Goal => Reproduce the data below verbatim, starting at its beginning and ending with the line that contains "point(265, 145)", including that line. Omit the pictures from your copy.

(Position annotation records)

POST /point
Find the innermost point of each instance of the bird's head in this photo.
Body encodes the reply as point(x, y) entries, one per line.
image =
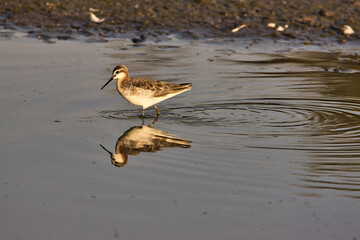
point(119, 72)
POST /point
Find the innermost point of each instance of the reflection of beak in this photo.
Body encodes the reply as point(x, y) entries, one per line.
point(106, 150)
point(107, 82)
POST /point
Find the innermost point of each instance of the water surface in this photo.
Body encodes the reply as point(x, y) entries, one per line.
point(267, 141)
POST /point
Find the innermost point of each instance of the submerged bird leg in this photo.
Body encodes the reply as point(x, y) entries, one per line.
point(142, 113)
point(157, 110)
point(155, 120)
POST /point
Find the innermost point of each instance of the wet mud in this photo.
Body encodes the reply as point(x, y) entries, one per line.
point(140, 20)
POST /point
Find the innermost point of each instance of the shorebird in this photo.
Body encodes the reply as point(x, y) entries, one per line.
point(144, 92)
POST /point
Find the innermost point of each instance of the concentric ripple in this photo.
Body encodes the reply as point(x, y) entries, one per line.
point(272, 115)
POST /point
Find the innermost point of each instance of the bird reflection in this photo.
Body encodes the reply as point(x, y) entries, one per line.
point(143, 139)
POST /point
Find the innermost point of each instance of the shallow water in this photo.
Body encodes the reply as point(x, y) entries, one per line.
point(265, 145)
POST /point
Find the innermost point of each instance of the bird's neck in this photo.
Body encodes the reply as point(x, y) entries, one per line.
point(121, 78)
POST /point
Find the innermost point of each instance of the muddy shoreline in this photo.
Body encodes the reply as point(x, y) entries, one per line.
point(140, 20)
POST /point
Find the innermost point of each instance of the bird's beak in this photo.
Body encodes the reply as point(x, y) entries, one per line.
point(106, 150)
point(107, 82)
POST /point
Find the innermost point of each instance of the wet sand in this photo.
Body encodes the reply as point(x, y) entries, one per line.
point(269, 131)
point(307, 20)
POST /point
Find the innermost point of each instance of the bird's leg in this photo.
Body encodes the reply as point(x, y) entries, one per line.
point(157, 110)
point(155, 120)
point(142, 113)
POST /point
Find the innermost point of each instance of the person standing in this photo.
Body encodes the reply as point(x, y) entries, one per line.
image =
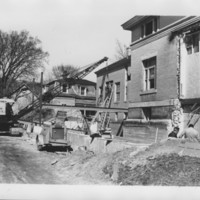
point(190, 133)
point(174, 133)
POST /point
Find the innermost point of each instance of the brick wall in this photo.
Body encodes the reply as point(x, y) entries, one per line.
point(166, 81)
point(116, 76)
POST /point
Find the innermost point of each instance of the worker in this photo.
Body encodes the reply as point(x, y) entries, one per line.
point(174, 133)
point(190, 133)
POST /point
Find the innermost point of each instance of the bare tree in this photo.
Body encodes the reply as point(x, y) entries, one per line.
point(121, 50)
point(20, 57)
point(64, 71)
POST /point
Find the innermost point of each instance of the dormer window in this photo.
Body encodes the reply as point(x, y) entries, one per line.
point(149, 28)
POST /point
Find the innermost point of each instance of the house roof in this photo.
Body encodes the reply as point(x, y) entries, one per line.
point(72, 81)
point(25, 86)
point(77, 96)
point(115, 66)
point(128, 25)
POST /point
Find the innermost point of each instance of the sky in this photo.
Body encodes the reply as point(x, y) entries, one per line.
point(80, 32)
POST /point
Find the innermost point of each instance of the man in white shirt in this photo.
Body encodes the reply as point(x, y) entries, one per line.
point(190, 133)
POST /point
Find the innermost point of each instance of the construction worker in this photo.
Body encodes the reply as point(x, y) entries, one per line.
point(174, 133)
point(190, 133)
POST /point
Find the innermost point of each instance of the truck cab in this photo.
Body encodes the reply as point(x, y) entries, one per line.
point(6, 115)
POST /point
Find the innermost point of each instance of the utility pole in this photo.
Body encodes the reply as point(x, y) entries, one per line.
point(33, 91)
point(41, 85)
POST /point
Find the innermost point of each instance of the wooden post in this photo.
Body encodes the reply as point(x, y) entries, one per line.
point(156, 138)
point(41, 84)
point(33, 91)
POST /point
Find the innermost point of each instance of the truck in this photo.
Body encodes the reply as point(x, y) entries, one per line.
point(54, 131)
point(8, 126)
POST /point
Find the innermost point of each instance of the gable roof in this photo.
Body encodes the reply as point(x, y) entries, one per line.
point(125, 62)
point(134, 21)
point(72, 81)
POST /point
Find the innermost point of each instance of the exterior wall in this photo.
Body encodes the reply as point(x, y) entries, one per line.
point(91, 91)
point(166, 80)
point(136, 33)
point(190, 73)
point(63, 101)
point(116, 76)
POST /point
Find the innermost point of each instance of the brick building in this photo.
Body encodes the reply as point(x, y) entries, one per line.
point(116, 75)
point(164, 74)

Answer for this exercise =>
POST /point
Find the innermost point of each instance of the bird's head in this photo.
Body encodes the reply as point(x, y) entries, one per line.
image =
point(119, 72)
POST /point
Find the innermost point of each instance of the reflection of beak in this photo.
Body encodes the reply as point(x, y) entries, one per line.
point(106, 150)
point(107, 82)
POST /point
Find the innermost point of each instance of the water surface in this photo.
Body encodes the reply as point(x, y) entries, one per line.
point(267, 141)
POST /point
Find the innermost point of each instance of the submerged bird leg in this photo.
Body encodes the reply as point(x, y) entries, one per line.
point(142, 113)
point(157, 110)
point(155, 120)
POST /point
Find the innermost point of each instance of the wet mud in this photo.
Body encodes the reply as point(x, y) entries, one per line.
point(140, 20)
POST /point
Find the innermost point of each instance of the shorebird in this photo.
Body encodes the reply as point(x, y) entries, one per line.
point(144, 92)
POST /point
Find the innermost point of each instance of the concentric ripple in this photo.
Body encodes the reply as point(x, y) entries, one per line.
point(272, 115)
POST /point
Find the innermost point of each instance of the bird reflection in this photo.
Body encodes the reply as point(x, y) entries, one per line.
point(143, 139)
POST /point
Find the innermost point of each instance of the shallow water in this photo.
Body encodes the reply as point(x, y) entries, one per line.
point(265, 145)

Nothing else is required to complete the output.